Quoted passage:
EP by Burial
- Released: 11 December 2013
- Genre: UK garage; ambient; broken beat;
- Length: 28:33
- Label: Hyperdub
- Producer: Burial

Burial chronology
| Truant / Rough Sleeper (2012) | Rival Dealer (2013) | Young Death / Nightmarket (2016) |

= Rival Dealer =

Rival Dealer is the seventh extended play by British electronic music producer Burial. It was released digitally by Hyperdub on 11 December 2013, with a physical release following five days later.

==Background==
On 2 December 2013, a Cargo Records distribution email revealed that record label Hyperdub would release a three-track EP of Burial material on 16 December in vinyl and CD formats, designated with the catalogue number HDB080. His first release since Truant / Rough Sleeper the year prior, it was also revealed to have a 28-minute running time. On 11 December, Hyperdub made the EP available to purchase digitally through their website and uploaded its three tracks—"Rival Dealer", "Hiders" and "Come Down to Us"—to YouTube.

==Themes==
Unlike previous Burial releases, Rival Dealer maintains a significant theme throughout its three tracks. Fact critic Tom Lea called the EP a story about "love, confusion and relationships", citing the track "Come Down to Us" as a primary example. In a rare public message to BBC Radio 6 Music, Burial himself stated, "I put my heart into the new EP, I hope someone likes it. I wanted the tunes to be anti-bullying tunes that could maybe help someone to believe in themselves, to not be afraid, and to not give up, and to know that someone out there cares and is looking out for them. So it's like an angel's spell to protect them against the unkind people, the dark times, and the self-doubts."

Given data:
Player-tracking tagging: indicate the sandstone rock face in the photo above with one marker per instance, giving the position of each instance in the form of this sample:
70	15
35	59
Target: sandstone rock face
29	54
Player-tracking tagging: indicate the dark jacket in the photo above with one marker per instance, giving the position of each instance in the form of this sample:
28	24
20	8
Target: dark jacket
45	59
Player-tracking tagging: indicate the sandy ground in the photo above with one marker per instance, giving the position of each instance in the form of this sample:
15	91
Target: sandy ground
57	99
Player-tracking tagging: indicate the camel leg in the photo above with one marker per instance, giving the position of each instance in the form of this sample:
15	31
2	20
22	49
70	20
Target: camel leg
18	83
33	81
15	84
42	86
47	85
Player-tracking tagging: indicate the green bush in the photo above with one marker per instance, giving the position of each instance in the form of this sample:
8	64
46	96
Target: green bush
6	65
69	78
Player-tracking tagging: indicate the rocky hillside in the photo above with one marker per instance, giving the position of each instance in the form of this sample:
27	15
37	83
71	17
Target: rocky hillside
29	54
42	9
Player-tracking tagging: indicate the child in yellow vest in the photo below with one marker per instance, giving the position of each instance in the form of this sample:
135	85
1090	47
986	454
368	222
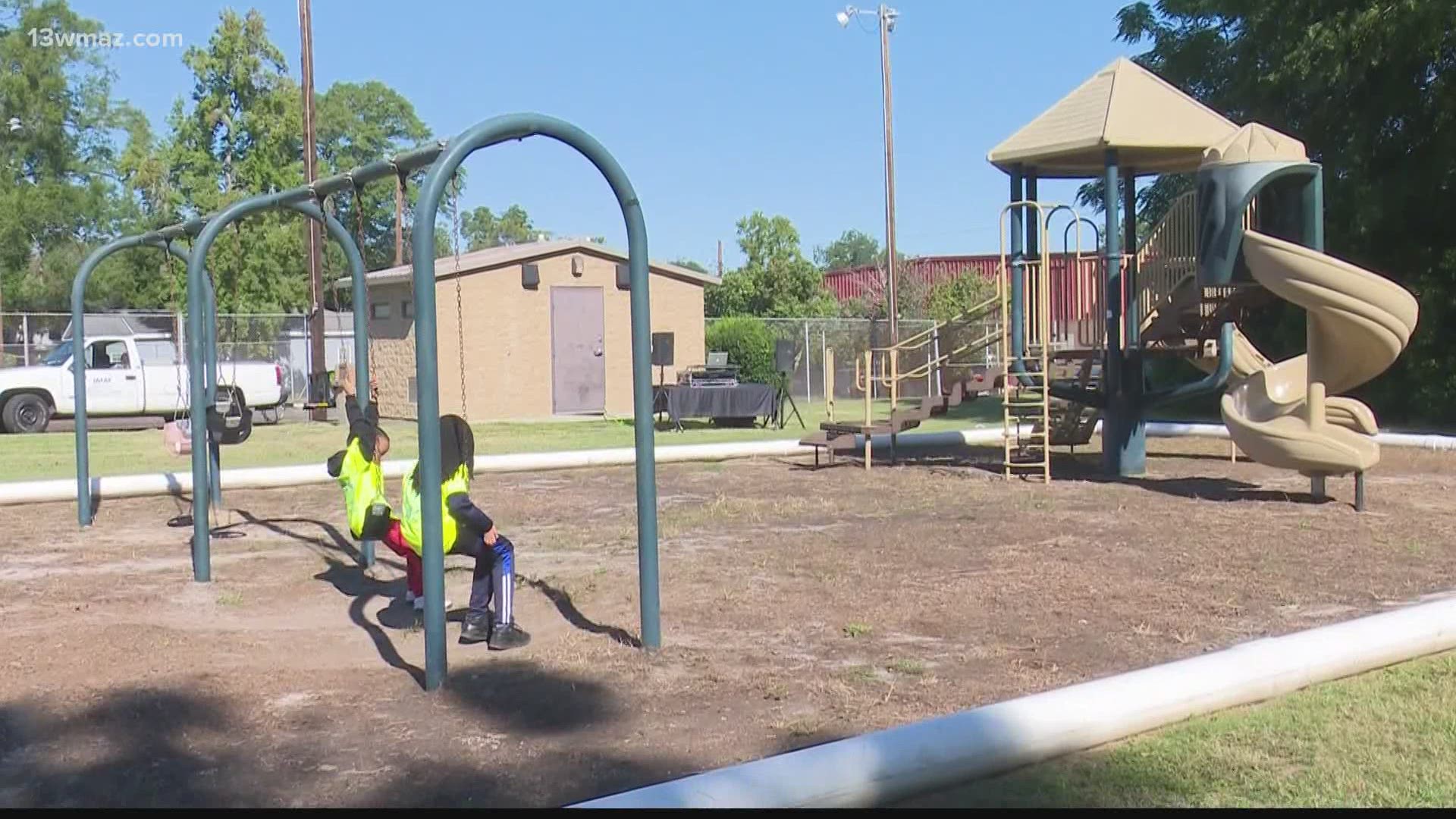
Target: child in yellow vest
359	469
469	531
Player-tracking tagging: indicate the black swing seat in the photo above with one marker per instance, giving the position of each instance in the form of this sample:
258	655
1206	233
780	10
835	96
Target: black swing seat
232	428
321	392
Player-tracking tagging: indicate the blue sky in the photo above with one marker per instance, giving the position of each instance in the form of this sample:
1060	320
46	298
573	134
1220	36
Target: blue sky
715	110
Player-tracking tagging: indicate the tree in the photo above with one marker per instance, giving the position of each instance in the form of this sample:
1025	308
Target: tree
357	124
58	188
484	229
854	248
775	279
1369	88
242	136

Set of tasks:
A: List the three track titles that the Rival Dealer article gives for the EP.
B: According to the Rival Dealer article, which catalogue number was the EP given?
C: Write the next part of the Rival Dealer article, picking up after its final sentence.

Results by task:
A: "Rival Dealer", "Hiders", "Come Down to Us"

B: HDB080

C:
All three tracks contain samples from an interview with NASA scientist Melissa Dawson Higgins. "Come Down to Us" utilizes a sample from a speech by filmmaker Lana Wachowski at the 2012 Human Rights Campaign gala, as well as a sample from the 1982 film Liquid Sky.

==Critical reception==

Upon its release, Rival Dealer received critical acclaim. At Metacritic, which assigns a normalised rating out of 100 to reviews from mainstream critics, the album holds an average score of 83, indicating "universal acclaim". Pitchfork awarded it their "Best New Music" accolade, with reviewer Larry Fitzmaurice noting a "wider, more jarring and revelatory" change in Burial's sound and praising it as "unquestionably the strongest release of his since 2012's Kindred, and his most satisfying statement of purpose." Resident Advisors Kit Macdonald felt that the release puts Burial in a "new creative sweet spot" and expands his musical diversity. Facts Tom Lea argued that Rival Dealer would likely be considered Burial's most divisive release. Writing for Cuepoint, Robert Christgau said the EP offers him the same satisfaction as Rokku Mi Rokka (2007) by Youssou N'Dour and Into the Music (1979) by Van Morrison, and wrote in summation:

Despite the reflexively dark title it shares with the lead track, despite the glitched electronics that will always scare off my generational cohort, despite the consoling females who will just as inevitably trip cynics' corn alarms, its gestalt is intelligently humanistic and fucking uplifting well before the quiet, awkward self-acceptance speech that serves as a coda.

In a year-end list for The Barnes & Noble Review, Christgau named Rival Dealer the ninth best album of 2014.

Professional ratings
Aggregate scores
| Source | Rating |
| AnyDecentMusic? | 8.1/10 |
| Metacritic | 83/100 |
Review scores
| Source | Rating |
| AllMusic |  |
| Consequence of Sound |  |
| Cuepoint (Expert Witness) | A |
| DIY |  |
| NME | 9/10 |
| Pitchfork | 9.0/10 |
| Resident Advisor | 4.0/5 |
| Rolling Stone |  |
| Slant Magazine |  |
| XLR8R | 9/10 |

==Track listing==
All tracks written and produced by Burial.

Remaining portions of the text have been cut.